* **Problem requirements**
Copy each line containing the word "outline" from the records that follow, please.

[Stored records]
# # #
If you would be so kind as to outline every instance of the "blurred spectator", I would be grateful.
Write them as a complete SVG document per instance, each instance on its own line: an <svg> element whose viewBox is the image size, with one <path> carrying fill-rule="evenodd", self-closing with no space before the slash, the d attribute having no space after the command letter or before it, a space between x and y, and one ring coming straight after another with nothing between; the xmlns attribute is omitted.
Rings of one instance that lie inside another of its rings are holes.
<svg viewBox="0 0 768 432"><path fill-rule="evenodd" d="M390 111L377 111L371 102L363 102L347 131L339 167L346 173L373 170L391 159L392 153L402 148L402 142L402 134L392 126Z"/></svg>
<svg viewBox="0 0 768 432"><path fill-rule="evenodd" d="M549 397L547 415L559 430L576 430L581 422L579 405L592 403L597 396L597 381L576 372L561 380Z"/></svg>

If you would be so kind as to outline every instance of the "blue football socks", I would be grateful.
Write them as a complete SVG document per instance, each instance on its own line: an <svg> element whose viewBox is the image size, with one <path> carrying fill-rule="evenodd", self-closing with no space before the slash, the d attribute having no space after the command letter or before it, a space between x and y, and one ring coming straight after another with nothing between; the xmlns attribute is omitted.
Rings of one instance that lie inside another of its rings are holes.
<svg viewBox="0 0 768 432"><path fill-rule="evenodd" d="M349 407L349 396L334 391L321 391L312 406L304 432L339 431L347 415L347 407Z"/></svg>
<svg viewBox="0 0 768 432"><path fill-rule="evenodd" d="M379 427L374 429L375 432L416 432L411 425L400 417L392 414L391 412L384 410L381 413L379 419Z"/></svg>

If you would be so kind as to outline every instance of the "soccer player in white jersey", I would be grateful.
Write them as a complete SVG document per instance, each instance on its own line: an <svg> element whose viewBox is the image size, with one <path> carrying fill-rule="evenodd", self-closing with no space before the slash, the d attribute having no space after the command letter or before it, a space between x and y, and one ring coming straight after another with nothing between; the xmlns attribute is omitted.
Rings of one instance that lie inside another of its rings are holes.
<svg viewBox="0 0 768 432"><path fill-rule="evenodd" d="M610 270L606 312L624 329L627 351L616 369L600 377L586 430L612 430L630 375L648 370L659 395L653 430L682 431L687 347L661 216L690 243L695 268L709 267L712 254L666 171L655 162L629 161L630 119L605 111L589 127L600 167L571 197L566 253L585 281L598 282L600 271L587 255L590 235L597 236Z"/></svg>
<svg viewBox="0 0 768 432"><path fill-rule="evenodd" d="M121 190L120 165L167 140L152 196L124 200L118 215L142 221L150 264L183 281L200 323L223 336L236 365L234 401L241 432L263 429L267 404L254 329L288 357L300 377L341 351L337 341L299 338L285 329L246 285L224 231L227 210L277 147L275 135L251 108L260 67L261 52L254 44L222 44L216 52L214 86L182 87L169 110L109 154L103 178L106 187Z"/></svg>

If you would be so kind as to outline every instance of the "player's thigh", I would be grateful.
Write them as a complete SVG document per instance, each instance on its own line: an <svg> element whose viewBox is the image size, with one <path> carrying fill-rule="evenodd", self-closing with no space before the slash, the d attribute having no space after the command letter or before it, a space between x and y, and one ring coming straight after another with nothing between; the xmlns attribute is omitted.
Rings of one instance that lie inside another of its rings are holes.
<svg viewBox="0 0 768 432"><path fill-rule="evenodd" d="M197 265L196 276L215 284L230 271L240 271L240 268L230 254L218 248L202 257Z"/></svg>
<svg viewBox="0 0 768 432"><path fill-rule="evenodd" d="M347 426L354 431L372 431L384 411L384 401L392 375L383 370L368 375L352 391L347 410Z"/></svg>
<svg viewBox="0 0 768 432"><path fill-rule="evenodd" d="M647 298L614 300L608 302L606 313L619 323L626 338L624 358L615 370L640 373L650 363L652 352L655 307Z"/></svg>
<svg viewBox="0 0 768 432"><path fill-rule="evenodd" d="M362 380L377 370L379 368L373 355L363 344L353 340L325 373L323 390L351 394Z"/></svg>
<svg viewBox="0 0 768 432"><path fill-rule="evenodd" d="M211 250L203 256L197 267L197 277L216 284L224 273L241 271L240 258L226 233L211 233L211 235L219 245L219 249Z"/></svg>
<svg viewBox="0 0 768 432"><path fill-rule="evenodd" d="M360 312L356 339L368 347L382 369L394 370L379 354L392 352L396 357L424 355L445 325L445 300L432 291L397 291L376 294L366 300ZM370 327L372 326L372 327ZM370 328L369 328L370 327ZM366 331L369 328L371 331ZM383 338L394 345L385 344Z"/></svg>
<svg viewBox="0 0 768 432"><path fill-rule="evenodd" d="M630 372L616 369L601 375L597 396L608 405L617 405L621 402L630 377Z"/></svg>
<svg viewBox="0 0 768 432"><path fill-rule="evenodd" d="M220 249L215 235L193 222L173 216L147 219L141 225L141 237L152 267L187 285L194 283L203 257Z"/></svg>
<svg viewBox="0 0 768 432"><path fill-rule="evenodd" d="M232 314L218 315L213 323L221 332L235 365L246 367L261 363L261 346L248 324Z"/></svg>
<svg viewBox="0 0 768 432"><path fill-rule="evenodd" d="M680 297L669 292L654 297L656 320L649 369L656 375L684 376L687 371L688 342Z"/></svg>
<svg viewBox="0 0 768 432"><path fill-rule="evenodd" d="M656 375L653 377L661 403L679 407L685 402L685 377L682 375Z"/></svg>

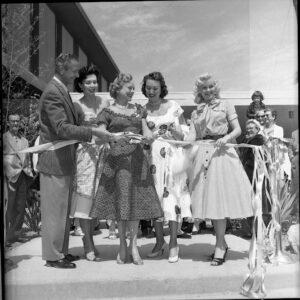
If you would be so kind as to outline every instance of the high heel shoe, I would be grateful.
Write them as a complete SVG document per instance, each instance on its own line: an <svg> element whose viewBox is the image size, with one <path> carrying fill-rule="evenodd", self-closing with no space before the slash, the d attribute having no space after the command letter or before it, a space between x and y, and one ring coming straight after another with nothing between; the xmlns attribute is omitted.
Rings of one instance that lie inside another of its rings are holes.
<svg viewBox="0 0 300 300"><path fill-rule="evenodd" d="M161 248L158 250L158 251L155 251L155 252L151 252L149 254L147 254L147 257L148 258L154 258L154 257L157 257L157 256L163 256L164 255L164 252L165 252L165 246L167 244L164 242L163 245L161 246Z"/></svg>
<svg viewBox="0 0 300 300"><path fill-rule="evenodd" d="M122 260L120 257L120 253L118 253L118 256L117 256L117 264L119 264L119 265L126 264L126 259Z"/></svg>
<svg viewBox="0 0 300 300"><path fill-rule="evenodd" d="M95 251L91 251L91 252L88 252L88 253L85 253L85 258L86 260L88 261L95 261L95 262L99 262L101 261L101 257L99 257Z"/></svg>
<svg viewBox="0 0 300 300"><path fill-rule="evenodd" d="M144 264L143 260L140 257L133 257L133 255L130 254L130 258L135 265L140 266Z"/></svg>
<svg viewBox="0 0 300 300"><path fill-rule="evenodd" d="M227 251L228 251L228 247L226 247L226 249L225 249L223 258L217 258L217 257L214 257L214 258L212 259L210 265L213 266L213 267L222 265L222 264L225 262L225 258L226 258Z"/></svg>
<svg viewBox="0 0 300 300"><path fill-rule="evenodd" d="M88 261L95 261L95 262L99 262L99 261L102 260L99 257L99 253L96 250L96 248L94 248L91 251L86 250L87 249L87 246L86 246L87 243L86 243L85 236L82 237L82 242L83 242L83 247L84 247L84 251L85 251L85 258L86 258L86 260L88 260Z"/></svg>
<svg viewBox="0 0 300 300"><path fill-rule="evenodd" d="M172 248L172 249L176 249L176 254L175 255L169 255L169 262L170 263L175 263L178 261L178 256L179 256L179 246L176 246L175 248ZM171 254L171 250L170 249L170 254Z"/></svg>
<svg viewBox="0 0 300 300"><path fill-rule="evenodd" d="M226 256L228 250L229 250L229 247L227 246L227 247L225 248L225 256ZM213 260L214 257L215 257L215 252L213 252L213 253L209 256L209 258L210 258L211 260Z"/></svg>

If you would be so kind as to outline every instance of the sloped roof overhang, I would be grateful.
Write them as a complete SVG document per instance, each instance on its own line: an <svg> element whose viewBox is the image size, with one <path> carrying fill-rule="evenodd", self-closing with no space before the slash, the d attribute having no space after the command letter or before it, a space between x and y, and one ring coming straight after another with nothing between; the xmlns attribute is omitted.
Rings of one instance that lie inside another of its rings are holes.
<svg viewBox="0 0 300 300"><path fill-rule="evenodd" d="M47 3L58 20L75 38L89 60L96 64L105 79L113 81L119 68L79 3Z"/></svg>

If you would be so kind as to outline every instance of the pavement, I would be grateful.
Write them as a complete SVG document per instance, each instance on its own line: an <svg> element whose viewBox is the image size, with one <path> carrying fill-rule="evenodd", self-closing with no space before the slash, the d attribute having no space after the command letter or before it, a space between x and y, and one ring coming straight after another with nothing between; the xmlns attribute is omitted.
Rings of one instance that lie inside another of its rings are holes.
<svg viewBox="0 0 300 300"><path fill-rule="evenodd" d="M165 237L166 242L169 236ZM76 269L45 267L41 258L41 238L20 243L6 252L15 266L6 271L5 292L8 300L26 299L247 299L240 288L248 273L250 241L227 234L229 251L226 262L210 266L209 254L215 237L207 232L192 239L178 239L177 263L168 262L169 251L156 259L146 257L155 238L139 238L144 265L118 265L119 240L108 239L108 230L94 236L103 261L85 260L82 240L70 235L70 253L79 255ZM267 264L266 298L299 298L299 256L289 254L291 264Z"/></svg>

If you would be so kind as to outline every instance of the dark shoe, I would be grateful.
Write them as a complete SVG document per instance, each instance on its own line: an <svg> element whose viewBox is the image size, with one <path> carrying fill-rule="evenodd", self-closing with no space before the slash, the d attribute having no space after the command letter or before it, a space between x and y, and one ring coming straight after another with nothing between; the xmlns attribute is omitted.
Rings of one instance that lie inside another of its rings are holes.
<svg viewBox="0 0 300 300"><path fill-rule="evenodd" d="M101 224L100 222L95 226L94 231L101 231L100 230Z"/></svg>
<svg viewBox="0 0 300 300"><path fill-rule="evenodd" d="M67 255L65 256L65 259L66 259L67 261L69 261L69 262L72 262L72 261L79 260L80 257L77 256L77 255L67 254Z"/></svg>
<svg viewBox="0 0 300 300"><path fill-rule="evenodd" d="M190 234L184 232L184 233L182 233L182 234L178 234L178 235L177 235L177 238L179 238L179 239L191 239L192 236L191 236Z"/></svg>
<svg viewBox="0 0 300 300"><path fill-rule="evenodd" d="M216 266L223 265L224 262L225 260L223 258L213 258L210 265L216 267Z"/></svg>
<svg viewBox="0 0 300 300"><path fill-rule="evenodd" d="M225 262L225 258L226 258L227 251L228 251L228 247L225 249L223 258L215 258L215 257L213 257L213 259L212 259L210 265L211 265L211 266L214 266L214 267L223 265L223 263Z"/></svg>
<svg viewBox="0 0 300 300"><path fill-rule="evenodd" d="M72 262L69 262L67 259L60 259L55 261L47 260L46 267L58 268L58 269L75 269L76 265Z"/></svg>
<svg viewBox="0 0 300 300"><path fill-rule="evenodd" d="M165 251L164 248L165 248L166 245L167 245L166 242L164 242L163 245L161 246L161 248L159 250L147 254L147 257L154 258L154 257L158 257L160 255L163 256L164 255L164 251Z"/></svg>
<svg viewBox="0 0 300 300"><path fill-rule="evenodd" d="M224 253L224 261L225 261L225 256L227 255L227 251L228 251L228 246L225 248L225 253ZM213 252L210 256L210 259L213 260L215 257L215 252Z"/></svg>

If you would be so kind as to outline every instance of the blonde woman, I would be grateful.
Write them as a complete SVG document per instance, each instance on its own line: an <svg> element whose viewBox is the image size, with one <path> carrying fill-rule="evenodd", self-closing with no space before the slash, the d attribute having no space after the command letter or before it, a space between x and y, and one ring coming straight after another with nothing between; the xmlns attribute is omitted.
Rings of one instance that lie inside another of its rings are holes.
<svg viewBox="0 0 300 300"><path fill-rule="evenodd" d="M211 219L216 233L212 266L225 262L226 218L252 216L251 185L234 148L225 147L241 134L235 108L220 99L217 81L209 74L195 83L197 111L186 140L205 140L189 176L193 217ZM229 133L229 128L232 131ZM207 145L206 145L206 144ZM213 145L212 145L213 144Z"/></svg>
<svg viewBox="0 0 300 300"><path fill-rule="evenodd" d="M134 94L130 74L121 73L109 88L115 102L98 117L98 125L110 133L131 132L152 138L147 127L147 112L129 103ZM124 135L123 135L124 136ZM147 158L141 144L131 144L124 136L110 143L110 152L95 197L91 216L117 220L120 249L117 263L127 262L126 227L130 231L129 254L133 263L142 265L137 248L139 220L155 219L163 215Z"/></svg>

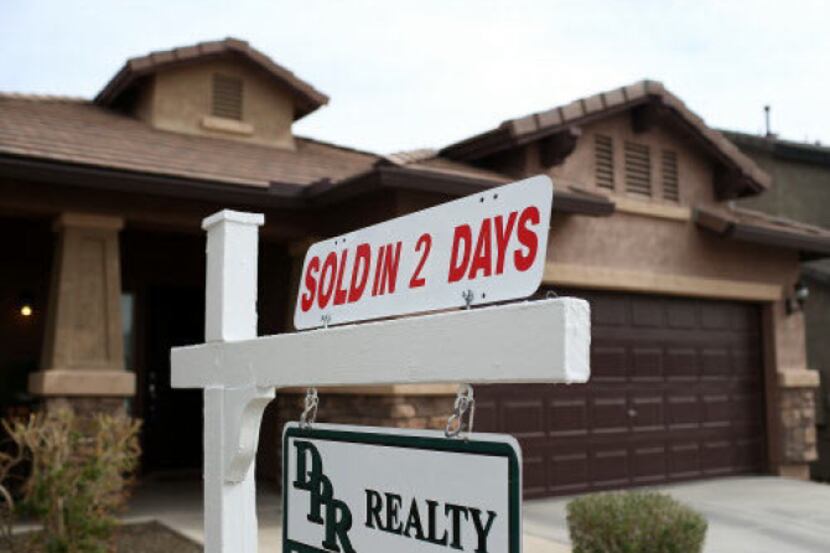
# # #
* **Your solution**
If you would be so kind as to outline every instance of the "blurred spectator", I would be grateful.
If you would be so kind as to outline every instance of the "blue football socks", I would be grateful.
If you would be so kind as to outline every instance of the "soccer player in white jersey", I would be grateful.
If you would be so kind as to outline every instance of the "player's thigh", I would be grateful.
If you would be so kind as to outline every instance of the high heel shoe, I would be grateful.
If you would be so kind as to outline every instance of the sloped roof overhang, I would be grateful.
If you would be so kind as to outline every instance of the pavement, I would be grateful.
If you would be so kind as to outline every instance of the dark shoe, I would be grateful.
If you would be so kind as to outline every instance of the blonde woman, I would be grateful.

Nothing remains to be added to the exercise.